■ EXERCISE TASK ■
Can you revise the whole listing below so that every "integer pixel boxes" reads "whole-number pixel coordinates", keeping everything else the same?

■ DATA TO PROCESS ■
####

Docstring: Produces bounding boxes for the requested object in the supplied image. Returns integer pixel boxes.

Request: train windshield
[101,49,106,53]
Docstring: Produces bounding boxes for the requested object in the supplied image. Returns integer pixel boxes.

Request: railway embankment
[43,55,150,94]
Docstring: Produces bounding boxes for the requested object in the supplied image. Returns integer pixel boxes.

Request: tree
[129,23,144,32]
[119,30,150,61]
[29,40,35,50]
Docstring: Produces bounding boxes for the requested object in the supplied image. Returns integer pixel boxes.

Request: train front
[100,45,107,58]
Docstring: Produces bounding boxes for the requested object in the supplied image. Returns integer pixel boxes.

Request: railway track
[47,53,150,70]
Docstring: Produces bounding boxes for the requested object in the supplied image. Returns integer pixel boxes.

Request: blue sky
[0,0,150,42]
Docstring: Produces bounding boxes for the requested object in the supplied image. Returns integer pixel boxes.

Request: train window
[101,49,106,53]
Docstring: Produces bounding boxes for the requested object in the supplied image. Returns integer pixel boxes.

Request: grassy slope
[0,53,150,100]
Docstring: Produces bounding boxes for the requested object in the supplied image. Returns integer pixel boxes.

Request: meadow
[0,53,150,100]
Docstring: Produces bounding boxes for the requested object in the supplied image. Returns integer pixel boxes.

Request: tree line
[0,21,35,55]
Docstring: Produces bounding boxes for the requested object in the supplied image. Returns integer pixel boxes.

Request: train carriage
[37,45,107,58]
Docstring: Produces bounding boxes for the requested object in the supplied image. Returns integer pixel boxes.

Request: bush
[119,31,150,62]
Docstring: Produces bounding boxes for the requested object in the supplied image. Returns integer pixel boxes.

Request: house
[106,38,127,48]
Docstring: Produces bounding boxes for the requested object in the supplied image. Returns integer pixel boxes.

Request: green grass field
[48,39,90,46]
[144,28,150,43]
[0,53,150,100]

####

■ ANSWER BELOW ■
Docstring: Produces bounding boxes for the requested object in the supplied image. Returns whole-number pixel coordinates.

Request: train windshield
[101,49,106,53]
Docstring: Produces bounding boxes for the requested object in the supplied image. Returns whole-number pixel coordinates.

Request: railway embankment
[43,55,150,94]
Docstring: Produces bounding boxes for the requested object in the supplied image. Returns whole-number pixel coordinates.

Request: tree
[129,23,144,32]
[119,30,150,61]
[29,40,35,50]
Docstring: Produces bounding boxes for the requested object in the supplied image. Returns whole-number pixel coordinates.

Request: train front
[100,45,107,58]
Docstring: Produces bounding boxes for the requested object in the supplied image. Returns whole-number pixel coordinates.

Request: railway track
[47,53,150,70]
Docstring: Produces bounding boxes for the requested object in the supplied image. Returns whole-number pixel coordinates.

Request: blue sky
[0,0,150,42]
Docstring: Produces bounding boxes for the requested object in the supplied image. Returns whole-number pixel coordinates.

Request: train window
[101,49,106,53]
Docstring: Produces bounding boxes for the requested object in the supplied image. Returns whole-number pixel coordinates.

Request: grassy slope
[0,53,150,100]
Docstring: Produces bounding boxes for the requested object in the supplied image. Returns whole-number pixel coordinates.

Request: meadow
[0,53,150,100]
Docstring: Produces bounding boxes for the requested object in the supplied image. Returns whole-number pixel coordinates.

Request: tree line
[0,21,35,55]
Docstring: Produces bounding boxes for the requested object in the supplied image. Returns whole-number pixel coordinates.

Request: train carriage
[37,45,107,58]
Docstring: Produces bounding boxes for the requested object in the supplied image. Returns whole-number pixel coordinates.

Request: bush
[119,31,150,62]
Docstring: Produces bounding boxes for the requested object in the supplied image. Returns whole-number pixel coordinates.

Request: house
[106,38,127,48]
Docstring: Produces bounding boxes for the requested object in the supplied image. Returns whole-number pixel coordinates.

Request: green grass field
[48,39,90,46]
[144,28,150,43]
[0,53,150,100]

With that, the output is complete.